● YOUR OBJECTIVE
Lines from the one containing "Reviewer note: check that every instance of the bridge" through the last line of the data are to be repeated word for word, both ends included.

● DATA SHOWN
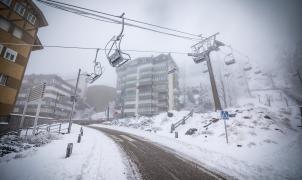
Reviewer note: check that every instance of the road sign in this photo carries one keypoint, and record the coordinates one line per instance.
(37, 92)
(224, 115)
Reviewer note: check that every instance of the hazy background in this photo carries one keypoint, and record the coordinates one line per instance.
(258, 28)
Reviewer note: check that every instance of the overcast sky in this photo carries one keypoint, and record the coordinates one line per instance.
(256, 27)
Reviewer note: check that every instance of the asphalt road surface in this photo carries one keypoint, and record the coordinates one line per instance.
(155, 162)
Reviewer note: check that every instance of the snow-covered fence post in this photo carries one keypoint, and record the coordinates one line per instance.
(69, 150)
(301, 115)
(286, 101)
(172, 128)
(60, 128)
(79, 138)
(81, 131)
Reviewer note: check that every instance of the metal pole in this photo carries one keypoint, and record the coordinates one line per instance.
(108, 112)
(24, 110)
(137, 93)
(226, 132)
(74, 101)
(213, 84)
(54, 109)
(37, 116)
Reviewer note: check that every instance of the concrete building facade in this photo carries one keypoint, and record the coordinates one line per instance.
(145, 88)
(57, 97)
(19, 24)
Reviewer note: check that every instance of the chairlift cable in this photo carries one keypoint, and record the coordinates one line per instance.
(76, 11)
(91, 48)
(129, 19)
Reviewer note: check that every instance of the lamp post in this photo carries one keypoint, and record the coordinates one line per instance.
(57, 99)
(74, 99)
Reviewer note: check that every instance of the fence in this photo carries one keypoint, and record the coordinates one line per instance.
(60, 128)
(182, 121)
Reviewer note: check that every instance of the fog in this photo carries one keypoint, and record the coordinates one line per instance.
(258, 29)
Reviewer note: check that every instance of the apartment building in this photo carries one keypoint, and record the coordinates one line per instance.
(56, 102)
(147, 86)
(19, 24)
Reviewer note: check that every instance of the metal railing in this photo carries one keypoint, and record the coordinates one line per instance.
(60, 128)
(182, 121)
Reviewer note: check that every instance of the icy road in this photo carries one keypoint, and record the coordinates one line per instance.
(156, 162)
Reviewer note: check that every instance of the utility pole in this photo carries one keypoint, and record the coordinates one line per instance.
(57, 99)
(213, 84)
(201, 53)
(74, 99)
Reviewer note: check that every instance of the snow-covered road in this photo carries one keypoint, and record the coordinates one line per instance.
(96, 157)
(155, 162)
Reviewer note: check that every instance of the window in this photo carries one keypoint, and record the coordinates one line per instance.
(31, 18)
(10, 54)
(4, 24)
(17, 32)
(3, 79)
(20, 9)
(6, 2)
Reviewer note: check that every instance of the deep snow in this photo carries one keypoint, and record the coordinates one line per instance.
(96, 157)
(264, 142)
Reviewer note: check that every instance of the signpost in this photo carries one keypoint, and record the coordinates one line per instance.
(225, 116)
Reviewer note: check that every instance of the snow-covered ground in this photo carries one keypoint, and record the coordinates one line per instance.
(264, 142)
(96, 157)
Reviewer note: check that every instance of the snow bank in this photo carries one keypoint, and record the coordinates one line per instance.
(264, 142)
(96, 157)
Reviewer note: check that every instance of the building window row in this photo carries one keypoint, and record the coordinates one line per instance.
(5, 25)
(9, 54)
(21, 9)
(3, 79)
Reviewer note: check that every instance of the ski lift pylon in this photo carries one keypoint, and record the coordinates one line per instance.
(229, 59)
(115, 55)
(97, 71)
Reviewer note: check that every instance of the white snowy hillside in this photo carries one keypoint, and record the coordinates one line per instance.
(264, 142)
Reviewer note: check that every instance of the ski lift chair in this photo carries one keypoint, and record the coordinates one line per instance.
(117, 57)
(257, 71)
(205, 69)
(247, 67)
(229, 59)
(228, 74)
(97, 71)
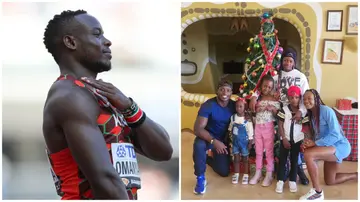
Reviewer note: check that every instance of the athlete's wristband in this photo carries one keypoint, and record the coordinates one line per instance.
(133, 115)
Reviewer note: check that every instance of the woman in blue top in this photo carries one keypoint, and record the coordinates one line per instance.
(328, 144)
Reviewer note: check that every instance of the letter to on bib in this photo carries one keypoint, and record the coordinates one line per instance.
(125, 164)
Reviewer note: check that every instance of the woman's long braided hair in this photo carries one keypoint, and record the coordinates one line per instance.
(318, 102)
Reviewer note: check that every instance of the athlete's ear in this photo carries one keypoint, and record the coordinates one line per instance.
(69, 42)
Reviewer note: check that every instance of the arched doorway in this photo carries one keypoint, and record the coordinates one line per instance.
(216, 44)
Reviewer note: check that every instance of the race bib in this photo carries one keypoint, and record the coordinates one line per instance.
(125, 164)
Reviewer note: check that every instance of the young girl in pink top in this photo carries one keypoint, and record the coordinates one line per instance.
(266, 109)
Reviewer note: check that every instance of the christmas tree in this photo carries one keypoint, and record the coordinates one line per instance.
(264, 56)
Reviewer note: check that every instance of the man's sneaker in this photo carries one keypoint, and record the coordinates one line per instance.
(279, 186)
(312, 195)
(303, 179)
(292, 186)
(235, 178)
(200, 187)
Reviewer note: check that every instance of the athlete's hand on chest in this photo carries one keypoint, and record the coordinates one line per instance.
(113, 94)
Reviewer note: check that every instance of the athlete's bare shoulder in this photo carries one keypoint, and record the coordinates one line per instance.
(66, 102)
(65, 96)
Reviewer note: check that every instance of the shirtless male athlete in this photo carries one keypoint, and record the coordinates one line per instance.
(91, 129)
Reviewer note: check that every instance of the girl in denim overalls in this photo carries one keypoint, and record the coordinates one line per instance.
(241, 137)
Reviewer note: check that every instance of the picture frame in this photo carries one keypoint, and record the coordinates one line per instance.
(332, 51)
(352, 20)
(334, 20)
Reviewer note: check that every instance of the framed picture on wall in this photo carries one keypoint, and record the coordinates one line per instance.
(334, 20)
(332, 51)
(352, 20)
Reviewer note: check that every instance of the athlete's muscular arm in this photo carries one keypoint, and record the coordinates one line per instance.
(151, 139)
(76, 112)
(199, 129)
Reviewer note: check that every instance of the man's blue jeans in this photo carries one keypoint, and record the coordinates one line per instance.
(220, 163)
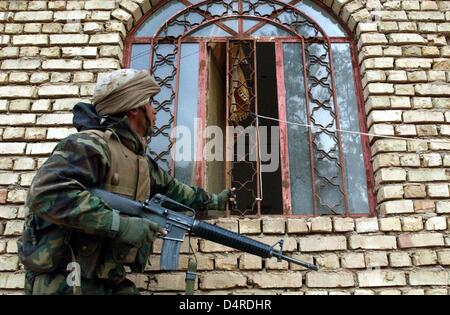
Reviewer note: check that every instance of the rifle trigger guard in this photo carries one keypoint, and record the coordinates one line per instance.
(280, 242)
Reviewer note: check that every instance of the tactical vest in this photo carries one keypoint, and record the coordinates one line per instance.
(53, 246)
(129, 173)
(128, 176)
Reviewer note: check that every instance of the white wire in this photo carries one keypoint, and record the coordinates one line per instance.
(350, 131)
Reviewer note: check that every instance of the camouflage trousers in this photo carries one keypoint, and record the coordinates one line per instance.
(56, 284)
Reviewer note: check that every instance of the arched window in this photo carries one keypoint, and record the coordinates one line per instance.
(272, 67)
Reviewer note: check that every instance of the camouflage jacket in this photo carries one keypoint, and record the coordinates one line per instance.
(61, 211)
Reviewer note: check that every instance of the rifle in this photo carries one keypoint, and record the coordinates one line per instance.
(168, 214)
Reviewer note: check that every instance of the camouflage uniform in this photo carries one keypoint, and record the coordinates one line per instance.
(64, 222)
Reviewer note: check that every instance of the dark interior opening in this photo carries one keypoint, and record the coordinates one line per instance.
(267, 105)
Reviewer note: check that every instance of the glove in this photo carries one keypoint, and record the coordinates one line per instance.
(137, 231)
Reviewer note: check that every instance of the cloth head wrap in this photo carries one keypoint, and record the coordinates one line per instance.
(123, 90)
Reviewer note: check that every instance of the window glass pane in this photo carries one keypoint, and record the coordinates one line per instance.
(182, 24)
(299, 154)
(328, 23)
(248, 24)
(328, 177)
(154, 22)
(270, 30)
(211, 31)
(140, 57)
(356, 180)
(187, 112)
(164, 72)
(233, 24)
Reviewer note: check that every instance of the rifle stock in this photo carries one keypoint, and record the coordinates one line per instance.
(166, 212)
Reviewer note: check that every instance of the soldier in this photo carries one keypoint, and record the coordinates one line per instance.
(65, 223)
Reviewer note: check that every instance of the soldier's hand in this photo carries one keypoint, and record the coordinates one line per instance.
(137, 231)
(227, 196)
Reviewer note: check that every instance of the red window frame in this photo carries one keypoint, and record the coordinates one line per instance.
(202, 85)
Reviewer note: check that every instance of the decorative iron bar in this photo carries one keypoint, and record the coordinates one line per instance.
(241, 101)
(328, 170)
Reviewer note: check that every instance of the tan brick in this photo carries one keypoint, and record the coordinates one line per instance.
(438, 190)
(429, 277)
(366, 225)
(321, 224)
(222, 280)
(58, 90)
(72, 15)
(40, 148)
(376, 259)
(322, 243)
(250, 262)
(436, 223)
(296, 226)
(329, 279)
(35, 133)
(343, 224)
(432, 160)
(399, 259)
(420, 240)
(386, 160)
(390, 175)
(112, 38)
(353, 260)
(23, 164)
(388, 146)
(169, 282)
(406, 38)
(327, 261)
(424, 257)
(54, 119)
(132, 8)
(250, 226)
(276, 279)
(372, 242)
(61, 64)
(273, 225)
(390, 224)
(397, 207)
(101, 64)
(433, 89)
(421, 102)
(425, 175)
(274, 264)
(12, 148)
(385, 116)
(410, 160)
(226, 262)
(424, 205)
(444, 257)
(379, 278)
(100, 5)
(13, 133)
(411, 224)
(390, 192)
(436, 292)
(443, 206)
(426, 16)
(379, 88)
(69, 39)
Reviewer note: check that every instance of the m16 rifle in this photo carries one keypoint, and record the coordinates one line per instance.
(169, 214)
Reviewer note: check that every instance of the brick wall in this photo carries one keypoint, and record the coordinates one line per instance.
(52, 53)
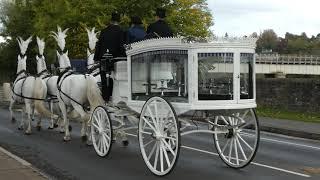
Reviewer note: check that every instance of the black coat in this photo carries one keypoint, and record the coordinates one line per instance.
(113, 39)
(161, 28)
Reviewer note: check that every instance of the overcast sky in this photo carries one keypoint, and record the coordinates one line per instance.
(242, 17)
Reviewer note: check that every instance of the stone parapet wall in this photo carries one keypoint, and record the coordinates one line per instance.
(294, 94)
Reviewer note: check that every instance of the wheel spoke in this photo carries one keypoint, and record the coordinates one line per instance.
(145, 145)
(170, 138)
(152, 150)
(242, 126)
(152, 117)
(156, 157)
(168, 146)
(106, 140)
(224, 120)
(144, 132)
(161, 156)
(156, 114)
(225, 146)
(236, 151)
(95, 125)
(240, 147)
(245, 142)
(230, 150)
(166, 156)
(106, 137)
(146, 121)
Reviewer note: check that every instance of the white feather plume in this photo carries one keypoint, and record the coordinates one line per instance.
(24, 44)
(92, 36)
(60, 37)
(41, 45)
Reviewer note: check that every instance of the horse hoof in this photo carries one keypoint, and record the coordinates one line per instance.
(66, 138)
(125, 143)
(89, 143)
(84, 138)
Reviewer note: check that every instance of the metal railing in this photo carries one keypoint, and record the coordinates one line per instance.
(287, 59)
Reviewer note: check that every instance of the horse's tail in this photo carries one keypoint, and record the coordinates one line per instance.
(93, 93)
(40, 91)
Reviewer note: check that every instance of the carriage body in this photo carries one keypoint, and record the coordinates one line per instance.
(166, 80)
(193, 76)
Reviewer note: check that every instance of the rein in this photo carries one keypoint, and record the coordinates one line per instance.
(21, 95)
(62, 77)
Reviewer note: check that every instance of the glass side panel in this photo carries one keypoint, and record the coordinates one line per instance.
(160, 73)
(215, 76)
(246, 76)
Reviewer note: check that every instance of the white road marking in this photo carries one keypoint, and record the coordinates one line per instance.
(295, 144)
(23, 162)
(257, 164)
(279, 141)
(254, 163)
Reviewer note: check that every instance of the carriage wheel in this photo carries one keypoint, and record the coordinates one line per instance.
(238, 147)
(159, 136)
(101, 131)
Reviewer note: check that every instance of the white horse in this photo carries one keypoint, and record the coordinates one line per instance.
(28, 89)
(93, 67)
(74, 90)
(51, 82)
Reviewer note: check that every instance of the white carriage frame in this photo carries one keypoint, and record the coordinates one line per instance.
(223, 45)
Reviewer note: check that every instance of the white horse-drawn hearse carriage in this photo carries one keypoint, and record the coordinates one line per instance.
(163, 82)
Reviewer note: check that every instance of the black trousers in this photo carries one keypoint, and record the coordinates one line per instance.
(106, 86)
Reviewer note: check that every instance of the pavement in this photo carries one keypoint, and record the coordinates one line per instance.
(294, 128)
(15, 168)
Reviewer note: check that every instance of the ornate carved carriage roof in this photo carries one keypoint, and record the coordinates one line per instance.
(183, 43)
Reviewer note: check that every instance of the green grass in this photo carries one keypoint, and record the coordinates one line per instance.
(289, 115)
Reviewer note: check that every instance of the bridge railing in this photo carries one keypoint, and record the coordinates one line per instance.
(287, 59)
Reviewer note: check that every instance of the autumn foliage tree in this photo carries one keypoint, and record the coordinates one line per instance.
(39, 17)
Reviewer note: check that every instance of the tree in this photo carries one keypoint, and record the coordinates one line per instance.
(39, 17)
(267, 40)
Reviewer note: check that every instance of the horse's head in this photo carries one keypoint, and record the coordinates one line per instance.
(90, 61)
(41, 45)
(22, 63)
(41, 63)
(64, 61)
(60, 37)
(24, 44)
(92, 36)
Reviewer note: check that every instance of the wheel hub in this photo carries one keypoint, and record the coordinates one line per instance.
(231, 133)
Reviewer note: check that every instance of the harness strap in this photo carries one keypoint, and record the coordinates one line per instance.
(21, 95)
(59, 83)
(42, 72)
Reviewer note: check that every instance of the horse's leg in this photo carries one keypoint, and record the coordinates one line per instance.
(66, 121)
(33, 112)
(13, 119)
(29, 112)
(51, 118)
(84, 118)
(39, 120)
(123, 134)
(21, 125)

● FINISHED ANSWER
Reviewer note: check that every instance of the bridge railing in this photo carries one keypoint, and record the coordinates one line per instance.
(287, 59)
Reviewer note: check that every instance of the autumn foliage tree in this photo carries one keypoint, and record the coordinates one line per instance.
(39, 17)
Reviewer note: check that every instance of the tree in this photo carries one keypoint, and record the coordinates one line per instance.
(39, 17)
(267, 40)
Reviewer note: check that every instance of the horse's head in this photo carries one keypoint, and record the coordinates one line per instance.
(90, 61)
(41, 45)
(22, 63)
(41, 63)
(64, 61)
(60, 37)
(24, 44)
(92, 36)
Reviewer note: check that every instance of the wheel hub in this photo carries one keypoint, and record the coordinates one line per instance.
(231, 133)
Reviewer note: check that every instance of the harness strap in this photo carries one keypoint, and record the coordinates one line per instance.
(21, 95)
(59, 83)
(42, 72)
Reviewer note: check that every instance of the horse's leg in this photo carries one keypoint, and record the coordinates one line per instance.
(66, 121)
(33, 112)
(13, 119)
(29, 112)
(51, 118)
(84, 118)
(39, 120)
(123, 134)
(21, 125)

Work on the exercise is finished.